To do: Go through the listing below and output exactly the line with "Every instance of the dog's tongue", the line with "Trace each instance of the dog's tongue.", and each line between; omit the rest.
● ● ● ● ●
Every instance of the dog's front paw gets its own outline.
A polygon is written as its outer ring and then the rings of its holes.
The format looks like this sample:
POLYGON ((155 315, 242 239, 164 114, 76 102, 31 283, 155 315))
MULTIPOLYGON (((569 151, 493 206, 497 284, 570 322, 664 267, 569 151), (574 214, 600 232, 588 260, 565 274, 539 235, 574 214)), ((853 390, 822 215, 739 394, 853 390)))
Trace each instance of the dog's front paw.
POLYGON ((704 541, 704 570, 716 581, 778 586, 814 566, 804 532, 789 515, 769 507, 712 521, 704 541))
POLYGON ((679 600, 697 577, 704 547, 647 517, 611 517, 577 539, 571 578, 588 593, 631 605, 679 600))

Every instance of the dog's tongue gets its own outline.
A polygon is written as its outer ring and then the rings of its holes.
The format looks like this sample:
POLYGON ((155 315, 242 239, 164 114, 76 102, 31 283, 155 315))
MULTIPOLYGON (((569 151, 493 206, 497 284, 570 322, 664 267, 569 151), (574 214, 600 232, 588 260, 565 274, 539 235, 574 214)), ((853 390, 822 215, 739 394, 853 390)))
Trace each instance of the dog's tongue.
● ● ● ● ●
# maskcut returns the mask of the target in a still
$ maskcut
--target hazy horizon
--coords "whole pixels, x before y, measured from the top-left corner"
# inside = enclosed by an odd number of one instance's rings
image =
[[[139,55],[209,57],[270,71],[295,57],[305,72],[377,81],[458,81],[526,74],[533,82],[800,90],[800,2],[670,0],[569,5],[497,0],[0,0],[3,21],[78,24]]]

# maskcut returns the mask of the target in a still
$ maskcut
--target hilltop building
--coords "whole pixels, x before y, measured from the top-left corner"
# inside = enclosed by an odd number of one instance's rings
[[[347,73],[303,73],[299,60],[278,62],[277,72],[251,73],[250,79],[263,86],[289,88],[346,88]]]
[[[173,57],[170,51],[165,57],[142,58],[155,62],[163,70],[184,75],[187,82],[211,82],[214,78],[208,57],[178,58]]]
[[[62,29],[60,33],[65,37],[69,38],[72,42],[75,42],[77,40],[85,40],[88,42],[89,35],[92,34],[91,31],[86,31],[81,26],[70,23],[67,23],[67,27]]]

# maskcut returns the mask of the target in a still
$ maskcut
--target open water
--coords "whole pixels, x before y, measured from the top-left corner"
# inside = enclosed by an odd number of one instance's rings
● ● ● ● ●
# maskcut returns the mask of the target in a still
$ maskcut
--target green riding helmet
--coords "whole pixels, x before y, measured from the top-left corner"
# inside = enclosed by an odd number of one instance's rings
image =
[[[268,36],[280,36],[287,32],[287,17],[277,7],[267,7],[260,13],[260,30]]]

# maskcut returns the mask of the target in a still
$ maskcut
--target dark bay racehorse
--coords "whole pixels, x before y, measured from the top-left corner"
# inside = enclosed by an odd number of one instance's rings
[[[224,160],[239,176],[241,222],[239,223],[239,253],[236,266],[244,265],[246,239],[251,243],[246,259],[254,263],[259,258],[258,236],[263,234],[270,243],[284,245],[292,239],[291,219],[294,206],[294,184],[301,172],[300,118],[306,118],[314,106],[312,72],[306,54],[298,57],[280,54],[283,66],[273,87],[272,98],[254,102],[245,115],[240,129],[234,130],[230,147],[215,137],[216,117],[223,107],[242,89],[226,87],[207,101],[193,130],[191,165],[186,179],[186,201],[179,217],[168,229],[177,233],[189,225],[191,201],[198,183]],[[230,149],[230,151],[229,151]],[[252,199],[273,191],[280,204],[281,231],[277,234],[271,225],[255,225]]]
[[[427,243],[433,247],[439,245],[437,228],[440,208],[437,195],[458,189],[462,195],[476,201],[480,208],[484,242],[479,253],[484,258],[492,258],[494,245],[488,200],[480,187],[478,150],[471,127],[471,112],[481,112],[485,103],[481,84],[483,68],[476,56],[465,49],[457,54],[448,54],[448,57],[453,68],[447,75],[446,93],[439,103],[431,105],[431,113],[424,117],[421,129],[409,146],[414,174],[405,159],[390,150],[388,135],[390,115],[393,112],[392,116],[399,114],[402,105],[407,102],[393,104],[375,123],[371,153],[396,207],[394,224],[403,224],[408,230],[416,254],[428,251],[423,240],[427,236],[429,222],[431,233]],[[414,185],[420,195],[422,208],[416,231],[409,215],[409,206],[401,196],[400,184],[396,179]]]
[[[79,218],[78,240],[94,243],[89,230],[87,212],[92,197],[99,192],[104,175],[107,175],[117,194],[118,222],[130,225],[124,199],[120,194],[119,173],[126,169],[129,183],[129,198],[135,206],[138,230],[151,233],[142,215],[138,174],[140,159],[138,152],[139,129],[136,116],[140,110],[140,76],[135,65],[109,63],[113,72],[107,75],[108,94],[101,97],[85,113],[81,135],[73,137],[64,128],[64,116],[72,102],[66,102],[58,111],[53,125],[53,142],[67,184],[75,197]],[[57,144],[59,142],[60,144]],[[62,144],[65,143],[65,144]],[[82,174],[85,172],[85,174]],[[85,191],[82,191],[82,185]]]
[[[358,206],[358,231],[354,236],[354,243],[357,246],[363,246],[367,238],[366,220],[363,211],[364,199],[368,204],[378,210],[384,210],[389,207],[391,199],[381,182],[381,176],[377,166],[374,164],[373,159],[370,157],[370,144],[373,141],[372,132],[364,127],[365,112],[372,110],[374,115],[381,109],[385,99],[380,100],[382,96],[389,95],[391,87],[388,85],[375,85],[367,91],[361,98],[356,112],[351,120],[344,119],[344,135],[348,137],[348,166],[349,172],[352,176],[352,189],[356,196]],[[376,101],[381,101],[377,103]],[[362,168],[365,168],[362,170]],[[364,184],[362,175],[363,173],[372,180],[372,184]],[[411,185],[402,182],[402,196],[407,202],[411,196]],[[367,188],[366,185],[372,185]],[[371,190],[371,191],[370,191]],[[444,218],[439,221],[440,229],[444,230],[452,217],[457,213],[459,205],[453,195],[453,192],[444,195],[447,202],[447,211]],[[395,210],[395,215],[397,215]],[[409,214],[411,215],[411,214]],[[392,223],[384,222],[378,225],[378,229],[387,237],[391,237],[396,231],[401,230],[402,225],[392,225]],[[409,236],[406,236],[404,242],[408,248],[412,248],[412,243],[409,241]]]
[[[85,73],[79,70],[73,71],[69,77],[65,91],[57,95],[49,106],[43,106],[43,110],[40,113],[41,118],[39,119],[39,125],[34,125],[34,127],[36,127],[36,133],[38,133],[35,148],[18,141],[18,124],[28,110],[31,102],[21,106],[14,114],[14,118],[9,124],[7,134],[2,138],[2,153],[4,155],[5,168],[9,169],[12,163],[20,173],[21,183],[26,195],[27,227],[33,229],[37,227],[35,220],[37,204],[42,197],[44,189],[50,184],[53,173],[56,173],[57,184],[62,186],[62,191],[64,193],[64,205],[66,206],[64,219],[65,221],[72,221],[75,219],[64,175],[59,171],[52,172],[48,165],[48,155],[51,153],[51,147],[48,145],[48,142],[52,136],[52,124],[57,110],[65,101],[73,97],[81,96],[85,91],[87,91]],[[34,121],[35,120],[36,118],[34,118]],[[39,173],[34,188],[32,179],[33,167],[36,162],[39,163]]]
● ● ● ● ●
Result for this exercise:
Every instance of the dog's tongue gets its own outline.
A polygon is written as its outer ring and then the rings of its holes.
The format looks like this sample:
POLYGON ((155 315, 242 239, 164 114, 76 102, 31 283, 155 315))
MULTIPOLYGON (((569 151, 493 206, 497 284, 570 322, 664 267, 569 151), (574 214, 600 232, 588 260, 565 274, 539 235, 574 214)), ((853 390, 822 215, 739 394, 853 390)))
Trace each instance of the dog's tongue.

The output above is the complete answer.